§ What to do
Select the lines of the records containing the word "olive" and list them.

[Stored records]
◆ ◆ ◆ ◆ ◆

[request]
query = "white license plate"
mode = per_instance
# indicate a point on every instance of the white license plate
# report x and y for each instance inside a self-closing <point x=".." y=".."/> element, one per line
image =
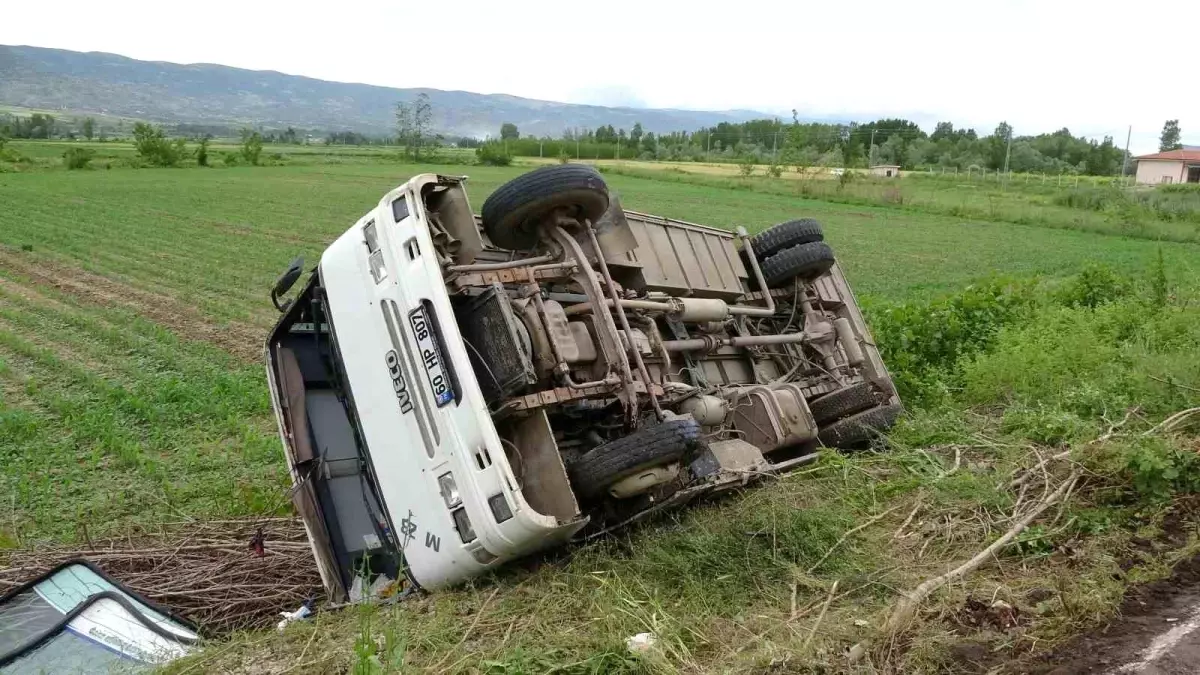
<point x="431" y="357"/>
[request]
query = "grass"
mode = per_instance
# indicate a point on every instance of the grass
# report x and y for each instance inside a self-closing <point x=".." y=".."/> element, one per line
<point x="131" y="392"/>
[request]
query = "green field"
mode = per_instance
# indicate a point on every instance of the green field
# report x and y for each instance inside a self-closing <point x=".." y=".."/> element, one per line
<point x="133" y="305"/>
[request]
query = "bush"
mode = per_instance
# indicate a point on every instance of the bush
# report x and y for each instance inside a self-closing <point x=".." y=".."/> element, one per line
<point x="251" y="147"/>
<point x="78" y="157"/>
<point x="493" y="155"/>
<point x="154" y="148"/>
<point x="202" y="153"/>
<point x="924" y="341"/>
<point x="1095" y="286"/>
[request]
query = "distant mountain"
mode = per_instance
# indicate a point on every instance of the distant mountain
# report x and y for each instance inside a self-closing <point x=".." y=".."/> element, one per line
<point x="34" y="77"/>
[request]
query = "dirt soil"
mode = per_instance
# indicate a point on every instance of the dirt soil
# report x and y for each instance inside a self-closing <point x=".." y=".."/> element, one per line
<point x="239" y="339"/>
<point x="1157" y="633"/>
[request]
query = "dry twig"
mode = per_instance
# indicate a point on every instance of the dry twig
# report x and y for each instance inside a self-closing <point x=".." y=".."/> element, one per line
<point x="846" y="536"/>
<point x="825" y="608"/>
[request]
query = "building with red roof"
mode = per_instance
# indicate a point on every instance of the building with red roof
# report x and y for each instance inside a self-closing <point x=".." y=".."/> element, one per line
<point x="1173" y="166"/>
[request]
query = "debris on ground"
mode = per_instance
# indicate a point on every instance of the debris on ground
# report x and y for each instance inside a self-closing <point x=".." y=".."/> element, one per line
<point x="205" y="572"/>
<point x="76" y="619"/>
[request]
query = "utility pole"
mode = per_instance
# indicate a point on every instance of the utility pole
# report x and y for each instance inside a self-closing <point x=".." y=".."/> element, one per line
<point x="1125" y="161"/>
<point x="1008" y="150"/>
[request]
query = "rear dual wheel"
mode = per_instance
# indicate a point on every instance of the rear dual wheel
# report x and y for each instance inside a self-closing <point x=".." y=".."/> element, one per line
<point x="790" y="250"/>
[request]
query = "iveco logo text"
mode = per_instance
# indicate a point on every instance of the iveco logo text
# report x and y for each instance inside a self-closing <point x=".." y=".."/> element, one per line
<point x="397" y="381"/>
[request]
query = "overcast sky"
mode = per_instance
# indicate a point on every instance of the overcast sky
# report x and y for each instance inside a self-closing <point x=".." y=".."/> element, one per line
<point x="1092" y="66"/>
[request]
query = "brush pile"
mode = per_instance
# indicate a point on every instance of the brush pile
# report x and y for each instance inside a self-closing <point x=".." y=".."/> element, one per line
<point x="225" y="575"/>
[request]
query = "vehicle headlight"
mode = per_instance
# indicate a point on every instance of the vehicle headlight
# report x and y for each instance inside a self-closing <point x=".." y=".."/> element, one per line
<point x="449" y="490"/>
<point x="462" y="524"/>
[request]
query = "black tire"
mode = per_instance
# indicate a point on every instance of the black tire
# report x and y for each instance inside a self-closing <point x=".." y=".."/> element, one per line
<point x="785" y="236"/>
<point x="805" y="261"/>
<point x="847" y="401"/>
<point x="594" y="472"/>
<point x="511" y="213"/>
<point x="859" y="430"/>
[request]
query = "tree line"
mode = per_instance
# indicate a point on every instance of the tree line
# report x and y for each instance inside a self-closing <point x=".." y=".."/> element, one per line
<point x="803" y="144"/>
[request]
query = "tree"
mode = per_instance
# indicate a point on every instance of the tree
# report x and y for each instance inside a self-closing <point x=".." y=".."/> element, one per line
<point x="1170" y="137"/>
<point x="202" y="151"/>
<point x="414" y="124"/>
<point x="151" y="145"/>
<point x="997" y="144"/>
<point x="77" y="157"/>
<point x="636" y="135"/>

◆ ◆ ◆ ◆ ◆

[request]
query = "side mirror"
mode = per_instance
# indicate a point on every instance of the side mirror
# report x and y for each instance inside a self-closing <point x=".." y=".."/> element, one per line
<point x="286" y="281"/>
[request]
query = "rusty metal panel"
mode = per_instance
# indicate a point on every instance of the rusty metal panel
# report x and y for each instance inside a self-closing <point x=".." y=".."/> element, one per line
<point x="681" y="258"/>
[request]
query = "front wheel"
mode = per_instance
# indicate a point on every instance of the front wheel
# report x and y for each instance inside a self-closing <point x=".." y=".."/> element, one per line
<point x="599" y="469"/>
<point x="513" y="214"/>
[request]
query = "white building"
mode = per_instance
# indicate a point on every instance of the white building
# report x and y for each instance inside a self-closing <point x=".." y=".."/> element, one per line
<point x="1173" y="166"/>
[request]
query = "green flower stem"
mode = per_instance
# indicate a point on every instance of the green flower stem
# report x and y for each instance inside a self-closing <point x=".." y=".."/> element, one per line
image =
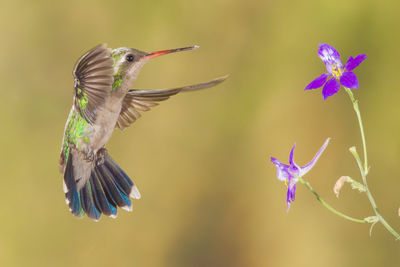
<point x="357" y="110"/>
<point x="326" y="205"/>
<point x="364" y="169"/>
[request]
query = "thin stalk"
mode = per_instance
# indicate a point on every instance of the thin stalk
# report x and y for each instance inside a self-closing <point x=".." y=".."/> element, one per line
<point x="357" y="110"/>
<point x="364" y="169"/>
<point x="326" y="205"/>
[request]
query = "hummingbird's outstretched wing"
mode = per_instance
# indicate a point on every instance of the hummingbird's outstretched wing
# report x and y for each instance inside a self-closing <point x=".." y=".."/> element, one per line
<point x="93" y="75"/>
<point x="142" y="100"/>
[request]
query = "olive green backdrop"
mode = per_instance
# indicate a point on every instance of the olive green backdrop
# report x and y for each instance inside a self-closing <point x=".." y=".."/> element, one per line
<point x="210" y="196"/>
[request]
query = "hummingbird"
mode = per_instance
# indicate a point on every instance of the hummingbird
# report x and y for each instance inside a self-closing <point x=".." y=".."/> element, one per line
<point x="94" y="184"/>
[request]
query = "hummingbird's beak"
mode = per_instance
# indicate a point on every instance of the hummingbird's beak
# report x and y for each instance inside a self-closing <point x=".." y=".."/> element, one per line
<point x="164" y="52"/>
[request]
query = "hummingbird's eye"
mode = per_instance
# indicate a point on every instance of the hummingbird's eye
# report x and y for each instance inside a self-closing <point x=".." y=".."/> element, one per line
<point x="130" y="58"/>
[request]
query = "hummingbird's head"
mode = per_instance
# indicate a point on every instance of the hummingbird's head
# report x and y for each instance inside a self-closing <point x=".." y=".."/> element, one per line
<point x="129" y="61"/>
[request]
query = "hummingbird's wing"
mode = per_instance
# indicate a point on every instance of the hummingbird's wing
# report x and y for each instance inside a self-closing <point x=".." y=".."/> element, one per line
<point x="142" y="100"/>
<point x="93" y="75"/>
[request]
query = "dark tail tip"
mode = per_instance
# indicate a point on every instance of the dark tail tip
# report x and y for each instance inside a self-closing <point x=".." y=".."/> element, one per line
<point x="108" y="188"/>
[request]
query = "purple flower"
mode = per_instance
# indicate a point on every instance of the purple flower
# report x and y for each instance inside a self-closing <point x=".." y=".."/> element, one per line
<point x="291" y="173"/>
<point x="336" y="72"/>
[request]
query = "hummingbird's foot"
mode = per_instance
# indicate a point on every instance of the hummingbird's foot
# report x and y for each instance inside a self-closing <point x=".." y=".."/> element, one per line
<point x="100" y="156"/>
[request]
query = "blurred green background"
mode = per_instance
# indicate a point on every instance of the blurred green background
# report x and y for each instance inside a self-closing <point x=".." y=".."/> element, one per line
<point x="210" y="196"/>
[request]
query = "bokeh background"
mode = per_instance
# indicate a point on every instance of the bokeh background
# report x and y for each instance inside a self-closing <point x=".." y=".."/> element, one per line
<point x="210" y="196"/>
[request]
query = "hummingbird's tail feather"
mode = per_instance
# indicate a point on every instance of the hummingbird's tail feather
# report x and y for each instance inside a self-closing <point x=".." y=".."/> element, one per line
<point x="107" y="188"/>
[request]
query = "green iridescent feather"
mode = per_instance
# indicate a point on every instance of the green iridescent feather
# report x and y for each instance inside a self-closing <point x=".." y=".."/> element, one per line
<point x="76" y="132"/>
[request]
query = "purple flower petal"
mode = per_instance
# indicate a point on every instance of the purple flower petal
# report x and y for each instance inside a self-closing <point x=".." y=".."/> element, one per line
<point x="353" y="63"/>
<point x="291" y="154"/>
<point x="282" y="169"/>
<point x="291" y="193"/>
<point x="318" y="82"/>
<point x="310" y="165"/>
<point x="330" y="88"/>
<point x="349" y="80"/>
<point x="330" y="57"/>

◆ ◆ ◆ ◆ ◆

§ Task result
query = "olive green backdrop"
# indicate a point on every instance of the olive green backdrop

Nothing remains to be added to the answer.